▶ REQUISITOS:
Reescreva o texto sobre as estatais do setor elétrico, começando em "O tema do título" e terminando em "década após década.", com "estatais" substituído por "empresas públicas" em todas as ocorrências.

O tema do título sempre mereceu atenção do Instituto. Em 2012 e 2013 publicamos dois White Papers (White Paper nº 10 – Gestão Estatal (Parte 1): Despolitização e Meritocracia, e White Paper nº 11 – Gestão Estatal (Parte 2): Governança Corporativa, ambos disponíveis emwww.acendebrasil.com.br/estudo s) e vários artigos foram escritos por nossa equipe nos últimos anos sobre o uso político que tem vitimado as estatais do setor elétrico. Um de nossos pesquisadores desenvolveu sua tese de Doutorado com base em oito anos de estudo deste problema: estatais do setor elétrico sendo apropriadas por políticos e destruindo valor década após década.
Os estudos acima serviram ao propósito de documentar, com rigor analítico, as diferenças de desempenho econômico-financeiro e operacional entre empresas privadas e estatais ao longo de uma série de indicadores. A conclusão é auto-evidente: qualquer que seja o indicador escolhido, as empresas estatais são menos eficientes que as privadas, sendo que os principais entraves à eficiência das estatais são: a) objetivo indefinido; b) indisciplina orçamentária; c) uso político; d) administração inepta (dirigentes da empresa nomeados sem as qualificações requeridas para o cargo); e e) processo decisório burocrático.
Concluímos no White Paper 11 que “o loteamento político precisa ser atacado com rigor e com urgência porque, no melhor dos casos, as indicações políticas sujeitam a gestão das estatais a interferências visando a interesses partidários e interesses de curto prazo… No pior dos casos, resultam em ineficiência, superfaturamento e concessão de benesses a amigos com prejuízo aos contribuintes e acionistas das estatais. As principais recomendações específicas para bloquear o uso político das estatais têm como ponto de partida o recrutamento profissional dos dirigentes das estatais… Se a ênfase na ocupação dos cargos … passar a ser meritocrática e concentrada nas qualificações acadêmicas e profissionais dos candidatos, o espaço para o jogo político e de apadrinhamento será drasticamente reduzido.”

▶ TRECHO DOS DADOS:
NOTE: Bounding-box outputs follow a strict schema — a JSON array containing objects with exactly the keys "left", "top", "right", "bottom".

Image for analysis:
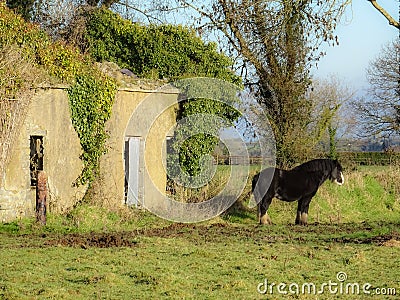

▶ SOLUÇÃO:
O tema do título sempre mereceu atenção do Instituto. Em 2012 e 2013 publicamos dois White Papers (White Paper nº 10 – Gestão Estatal (Parte 1): Despolitização e Meritocracia, e White Paper nº 11 – Gestão Estatal (Parte 2): Governança Corporativa, ambos disponíveis emwww.acendebrasil.com.br/estudo s) e vários artigos foram escritos por nossa equipe nos últimos anos sobre o uso político que tem vitimado as empresas públicas do setor elétrico. Um de nossos pesquisadores desenvolveu sua tese de Doutorado com base em oito anos de estudo deste problema: empresas públicas do setor elétrico sendo apropriadas por políticos e destruindo valor década após década.